* Task requirements
Reproduce, word for word, every line starting at the line that contains "of the green" and ending with the final line of the entries.

* Data shown
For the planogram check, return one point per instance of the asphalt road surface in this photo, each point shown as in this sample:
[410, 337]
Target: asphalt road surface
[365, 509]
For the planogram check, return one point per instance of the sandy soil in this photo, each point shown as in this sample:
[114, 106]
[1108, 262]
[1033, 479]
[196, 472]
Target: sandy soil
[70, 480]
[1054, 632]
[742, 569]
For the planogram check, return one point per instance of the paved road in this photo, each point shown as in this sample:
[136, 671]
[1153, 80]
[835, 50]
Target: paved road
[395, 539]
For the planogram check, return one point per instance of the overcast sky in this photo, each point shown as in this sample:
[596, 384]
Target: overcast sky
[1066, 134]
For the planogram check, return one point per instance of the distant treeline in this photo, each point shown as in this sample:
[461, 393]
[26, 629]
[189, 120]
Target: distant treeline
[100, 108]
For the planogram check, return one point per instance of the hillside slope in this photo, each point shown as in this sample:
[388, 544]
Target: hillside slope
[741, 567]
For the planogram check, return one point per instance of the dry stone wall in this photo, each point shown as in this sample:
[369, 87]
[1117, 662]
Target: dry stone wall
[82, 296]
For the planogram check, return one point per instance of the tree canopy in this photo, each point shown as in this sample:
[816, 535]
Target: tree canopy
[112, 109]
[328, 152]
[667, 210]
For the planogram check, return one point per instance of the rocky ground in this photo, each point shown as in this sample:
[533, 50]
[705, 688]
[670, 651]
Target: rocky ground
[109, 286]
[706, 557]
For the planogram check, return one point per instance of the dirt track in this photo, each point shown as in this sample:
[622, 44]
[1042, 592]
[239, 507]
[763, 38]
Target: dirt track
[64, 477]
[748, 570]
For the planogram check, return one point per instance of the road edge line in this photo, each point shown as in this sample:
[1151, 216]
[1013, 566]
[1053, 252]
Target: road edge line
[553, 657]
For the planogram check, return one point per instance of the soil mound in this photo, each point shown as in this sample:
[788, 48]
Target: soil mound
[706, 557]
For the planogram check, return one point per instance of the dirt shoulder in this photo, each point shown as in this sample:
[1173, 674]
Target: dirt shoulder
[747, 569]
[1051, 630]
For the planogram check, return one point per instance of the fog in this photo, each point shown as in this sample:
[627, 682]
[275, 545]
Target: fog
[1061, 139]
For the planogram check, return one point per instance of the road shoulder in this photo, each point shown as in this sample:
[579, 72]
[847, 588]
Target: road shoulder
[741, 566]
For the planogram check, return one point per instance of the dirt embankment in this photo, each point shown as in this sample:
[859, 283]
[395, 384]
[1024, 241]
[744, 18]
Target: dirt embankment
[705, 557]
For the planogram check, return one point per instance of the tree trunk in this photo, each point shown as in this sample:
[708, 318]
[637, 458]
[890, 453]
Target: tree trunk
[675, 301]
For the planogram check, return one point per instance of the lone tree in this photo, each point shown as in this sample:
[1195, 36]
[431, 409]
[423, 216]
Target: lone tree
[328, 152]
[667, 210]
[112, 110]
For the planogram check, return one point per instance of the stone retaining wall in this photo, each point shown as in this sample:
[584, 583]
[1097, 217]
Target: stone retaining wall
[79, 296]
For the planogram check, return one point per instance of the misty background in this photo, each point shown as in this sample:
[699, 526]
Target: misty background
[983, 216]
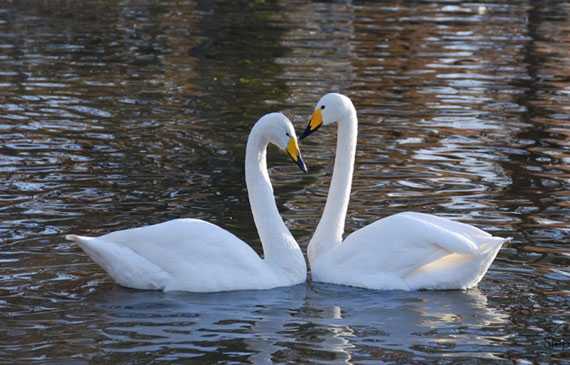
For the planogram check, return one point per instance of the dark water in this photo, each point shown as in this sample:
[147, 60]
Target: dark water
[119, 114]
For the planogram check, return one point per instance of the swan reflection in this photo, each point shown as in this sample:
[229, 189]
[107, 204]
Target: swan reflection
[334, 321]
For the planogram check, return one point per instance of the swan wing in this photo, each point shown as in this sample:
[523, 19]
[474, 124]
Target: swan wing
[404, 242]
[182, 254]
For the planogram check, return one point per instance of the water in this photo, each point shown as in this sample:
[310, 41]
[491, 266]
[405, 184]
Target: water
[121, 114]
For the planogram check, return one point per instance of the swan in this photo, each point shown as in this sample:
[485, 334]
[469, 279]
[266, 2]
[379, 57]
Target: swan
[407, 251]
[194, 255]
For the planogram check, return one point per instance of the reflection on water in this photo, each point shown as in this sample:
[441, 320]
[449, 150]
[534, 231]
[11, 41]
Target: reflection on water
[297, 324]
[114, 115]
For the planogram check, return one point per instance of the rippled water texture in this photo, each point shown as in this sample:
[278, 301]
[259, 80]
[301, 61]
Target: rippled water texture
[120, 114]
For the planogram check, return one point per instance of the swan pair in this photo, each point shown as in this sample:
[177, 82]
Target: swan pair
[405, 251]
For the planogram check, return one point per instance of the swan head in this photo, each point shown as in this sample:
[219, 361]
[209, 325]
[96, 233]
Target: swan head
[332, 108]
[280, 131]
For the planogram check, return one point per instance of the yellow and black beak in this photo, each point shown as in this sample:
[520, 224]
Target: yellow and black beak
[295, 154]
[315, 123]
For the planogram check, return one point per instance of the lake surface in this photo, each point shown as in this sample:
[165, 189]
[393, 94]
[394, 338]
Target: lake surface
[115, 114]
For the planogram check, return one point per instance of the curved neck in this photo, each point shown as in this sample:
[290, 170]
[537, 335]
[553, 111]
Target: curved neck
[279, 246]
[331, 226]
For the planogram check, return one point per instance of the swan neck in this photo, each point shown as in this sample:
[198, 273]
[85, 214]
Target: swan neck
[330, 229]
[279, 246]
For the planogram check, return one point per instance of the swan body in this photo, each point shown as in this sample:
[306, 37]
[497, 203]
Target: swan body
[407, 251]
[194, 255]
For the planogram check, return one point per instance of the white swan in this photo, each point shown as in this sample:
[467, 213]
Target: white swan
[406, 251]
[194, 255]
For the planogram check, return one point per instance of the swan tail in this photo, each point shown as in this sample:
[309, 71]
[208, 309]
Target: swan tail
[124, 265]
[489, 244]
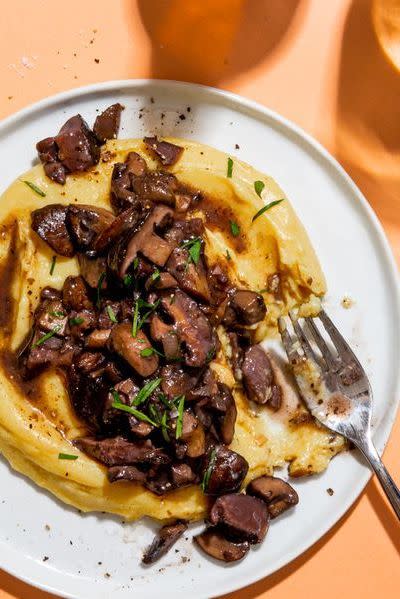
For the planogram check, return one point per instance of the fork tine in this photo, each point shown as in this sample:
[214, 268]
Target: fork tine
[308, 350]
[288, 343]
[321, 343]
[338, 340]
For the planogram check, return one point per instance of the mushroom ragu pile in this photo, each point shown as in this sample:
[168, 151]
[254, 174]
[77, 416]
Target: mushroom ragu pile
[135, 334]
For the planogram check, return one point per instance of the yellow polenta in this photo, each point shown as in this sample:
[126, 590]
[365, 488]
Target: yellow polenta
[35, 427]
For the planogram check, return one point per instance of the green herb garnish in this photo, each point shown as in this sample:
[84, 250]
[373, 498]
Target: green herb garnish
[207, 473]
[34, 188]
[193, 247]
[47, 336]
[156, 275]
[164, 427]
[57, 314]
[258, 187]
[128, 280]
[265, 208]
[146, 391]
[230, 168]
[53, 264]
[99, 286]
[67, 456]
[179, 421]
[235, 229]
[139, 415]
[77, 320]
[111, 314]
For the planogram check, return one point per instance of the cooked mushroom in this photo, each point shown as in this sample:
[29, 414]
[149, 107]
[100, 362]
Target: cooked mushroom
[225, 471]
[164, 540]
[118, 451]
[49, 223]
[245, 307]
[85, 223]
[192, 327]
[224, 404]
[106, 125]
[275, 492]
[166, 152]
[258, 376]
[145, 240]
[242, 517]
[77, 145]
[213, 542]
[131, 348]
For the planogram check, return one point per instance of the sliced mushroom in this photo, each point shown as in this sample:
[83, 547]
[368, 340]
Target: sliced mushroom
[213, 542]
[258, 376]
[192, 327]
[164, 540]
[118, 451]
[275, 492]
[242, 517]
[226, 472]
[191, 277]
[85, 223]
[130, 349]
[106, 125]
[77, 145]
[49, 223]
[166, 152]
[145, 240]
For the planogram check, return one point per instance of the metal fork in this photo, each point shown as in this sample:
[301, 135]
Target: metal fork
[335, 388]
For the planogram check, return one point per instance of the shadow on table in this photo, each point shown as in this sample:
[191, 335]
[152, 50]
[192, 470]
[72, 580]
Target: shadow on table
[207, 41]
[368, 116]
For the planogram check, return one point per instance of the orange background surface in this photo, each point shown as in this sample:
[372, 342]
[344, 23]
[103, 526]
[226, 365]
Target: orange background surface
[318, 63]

* Expected answer
For the planogram check, return one point per instance of the green herb garnish in this photo, each point shown as in this sample:
[84, 250]
[373, 498]
Target: green herb garnish
[207, 473]
[34, 188]
[193, 247]
[47, 336]
[156, 275]
[164, 427]
[57, 314]
[258, 187]
[128, 280]
[265, 208]
[146, 391]
[230, 168]
[53, 264]
[99, 286]
[67, 456]
[179, 421]
[235, 229]
[139, 415]
[77, 320]
[111, 314]
For the planogram check, return one point per instance of the cooked mushroom in this photo, each point shown as in this sample:
[29, 414]
[149, 107]
[100, 362]
Target: cooked mushroom
[225, 471]
[164, 540]
[118, 451]
[49, 223]
[245, 307]
[85, 223]
[192, 327]
[224, 404]
[106, 125]
[275, 492]
[166, 152]
[258, 376]
[145, 240]
[242, 517]
[77, 145]
[213, 542]
[131, 348]
For the planogram check, return one point per instance of the sliced mushroom in this photo, each point shown as in this sample:
[83, 547]
[368, 340]
Target: sliced mushroom
[213, 542]
[258, 376]
[192, 327]
[164, 540]
[118, 451]
[275, 492]
[242, 517]
[226, 472]
[191, 277]
[85, 223]
[130, 349]
[106, 125]
[77, 145]
[49, 223]
[166, 152]
[145, 240]
For the planogram check, return one point per instance of the metal fork in this photo, each point shown as in this sample:
[301, 135]
Target: metal fork
[335, 388]
For the planogram check, return one point per instance of the shadow on table in this photo, each point shown as in this sample:
[191, 335]
[152, 50]
[192, 470]
[72, 580]
Target: shadow on table
[207, 41]
[368, 116]
For the planogram check, return one point per instance of the orange background surface in this photo, each point shown as in this sample:
[372, 342]
[344, 23]
[103, 526]
[226, 365]
Target: orange background surface
[318, 63]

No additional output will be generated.